* **GOAL**
Please update the items below by changing "white plastic chair" to "white resin chair" wherever it appears. Keep everything else the same.

Detection items:
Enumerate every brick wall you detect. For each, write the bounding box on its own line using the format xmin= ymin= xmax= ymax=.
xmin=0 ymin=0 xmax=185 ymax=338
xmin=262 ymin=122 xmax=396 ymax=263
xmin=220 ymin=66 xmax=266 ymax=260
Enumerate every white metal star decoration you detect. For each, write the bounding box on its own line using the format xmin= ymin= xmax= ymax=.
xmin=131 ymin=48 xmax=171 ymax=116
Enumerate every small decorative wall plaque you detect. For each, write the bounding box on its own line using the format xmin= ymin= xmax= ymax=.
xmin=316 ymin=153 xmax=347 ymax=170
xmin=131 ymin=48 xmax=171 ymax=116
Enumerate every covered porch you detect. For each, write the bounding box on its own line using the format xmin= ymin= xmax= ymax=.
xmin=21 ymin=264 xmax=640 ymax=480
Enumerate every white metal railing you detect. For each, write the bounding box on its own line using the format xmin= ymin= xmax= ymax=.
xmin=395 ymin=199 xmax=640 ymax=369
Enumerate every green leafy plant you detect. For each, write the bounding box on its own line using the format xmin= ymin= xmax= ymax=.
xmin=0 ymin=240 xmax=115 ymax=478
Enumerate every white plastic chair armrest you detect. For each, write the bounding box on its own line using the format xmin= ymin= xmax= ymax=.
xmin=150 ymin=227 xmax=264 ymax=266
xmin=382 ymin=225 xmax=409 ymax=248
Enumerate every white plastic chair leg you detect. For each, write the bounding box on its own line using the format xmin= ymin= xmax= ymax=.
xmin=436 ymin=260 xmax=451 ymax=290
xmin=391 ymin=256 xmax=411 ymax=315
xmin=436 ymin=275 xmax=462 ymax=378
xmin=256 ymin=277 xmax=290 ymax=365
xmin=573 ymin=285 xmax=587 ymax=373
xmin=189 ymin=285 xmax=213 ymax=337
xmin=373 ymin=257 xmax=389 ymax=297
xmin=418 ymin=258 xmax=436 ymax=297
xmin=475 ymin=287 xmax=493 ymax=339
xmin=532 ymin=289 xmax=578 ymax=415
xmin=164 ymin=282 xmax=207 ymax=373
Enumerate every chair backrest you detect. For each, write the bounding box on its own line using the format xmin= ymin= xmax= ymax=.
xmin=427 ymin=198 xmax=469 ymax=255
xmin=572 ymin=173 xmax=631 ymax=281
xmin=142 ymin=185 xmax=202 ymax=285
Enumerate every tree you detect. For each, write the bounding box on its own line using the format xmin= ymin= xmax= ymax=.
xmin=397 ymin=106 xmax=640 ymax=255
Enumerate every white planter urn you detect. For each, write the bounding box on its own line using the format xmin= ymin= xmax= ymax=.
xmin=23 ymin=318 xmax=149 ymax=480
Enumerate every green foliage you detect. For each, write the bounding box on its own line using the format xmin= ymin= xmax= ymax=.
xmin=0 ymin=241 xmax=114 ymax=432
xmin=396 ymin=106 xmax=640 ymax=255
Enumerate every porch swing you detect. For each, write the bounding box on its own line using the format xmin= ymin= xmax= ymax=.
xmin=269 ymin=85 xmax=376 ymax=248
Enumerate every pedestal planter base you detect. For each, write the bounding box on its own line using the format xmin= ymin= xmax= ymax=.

* **SOLUTION FOR THIS EXERCISE**
Enumerate every brick wall you detect. For each, write the bounding box on its own line using the format xmin= ymin= xmax= ymax=.
xmin=0 ymin=0 xmax=185 ymax=338
xmin=262 ymin=122 xmax=396 ymax=263
xmin=220 ymin=66 xmax=266 ymax=260
Enumerate every white metal star decoration you detect. For each, write the bounding box on its own line using the format xmin= ymin= xmax= ymax=.
xmin=131 ymin=48 xmax=171 ymax=116
Enumerate every small decorative wall plaque you detect. For each, write the bounding box on its own line using the format xmin= ymin= xmax= ymax=.
xmin=316 ymin=153 xmax=347 ymax=170
xmin=131 ymin=48 xmax=171 ymax=116
Enumerate every covered porch you detect. For each, write the bounding box on its own line using the format xmin= ymin= xmax= ymax=.
xmin=21 ymin=264 xmax=640 ymax=480
Enumerate every white metal railing you detect. For each, write the bounding box on its own line using the format xmin= ymin= xmax= ymax=.
xmin=395 ymin=199 xmax=640 ymax=369
Enumerate every green leafy plant you detect. For each, write the bounding box on its own line using the format xmin= ymin= xmax= ymax=.
xmin=0 ymin=240 xmax=115 ymax=478
Enumerate every white resin chair armrest you detect. For each, write the bounding box on its own line using the format xmin= ymin= xmax= ymax=.
xmin=150 ymin=227 xmax=264 ymax=266
xmin=382 ymin=225 xmax=409 ymax=248
Enumerate every white resin chair leg you detect. For each, write the bounding box on its own line using the format xmin= ymin= xmax= ymax=.
xmin=436 ymin=260 xmax=451 ymax=290
xmin=391 ymin=256 xmax=411 ymax=315
xmin=436 ymin=275 xmax=462 ymax=378
xmin=256 ymin=277 xmax=290 ymax=365
xmin=573 ymin=285 xmax=587 ymax=373
xmin=189 ymin=285 xmax=213 ymax=337
xmin=373 ymin=257 xmax=389 ymax=297
xmin=418 ymin=258 xmax=436 ymax=297
xmin=475 ymin=287 xmax=493 ymax=339
xmin=532 ymin=289 xmax=578 ymax=415
xmin=164 ymin=282 xmax=207 ymax=373
Enumerate every chair backrest you detect. For each, write the bounding box on its own line using the format xmin= ymin= xmax= ymax=.
xmin=427 ymin=198 xmax=469 ymax=255
xmin=572 ymin=173 xmax=631 ymax=281
xmin=142 ymin=185 xmax=202 ymax=285
Enumerate every tree you detect. For each, write the bounding box on its own line using the format xmin= ymin= xmax= ymax=.
xmin=397 ymin=106 xmax=640 ymax=255
Enumerate every white planter urn you detect. For each, write the bounding box on its own line using the format xmin= ymin= xmax= ymax=.
xmin=23 ymin=318 xmax=149 ymax=480
Enumerate every green foliage you detect. For each, write the bounding box on its own line using the format xmin= ymin= xmax= ymax=.
xmin=0 ymin=241 xmax=114 ymax=432
xmin=396 ymin=106 xmax=640 ymax=255
Enumerate every porch swing you detect. For each, write the bounding box on its own line using the format xmin= ymin= xmax= ymax=.
xmin=269 ymin=85 xmax=376 ymax=248
Enumerate every pedestal planter base you detect. For each, write the bounding box on its own line using the format xmin= ymin= xmax= ymax=.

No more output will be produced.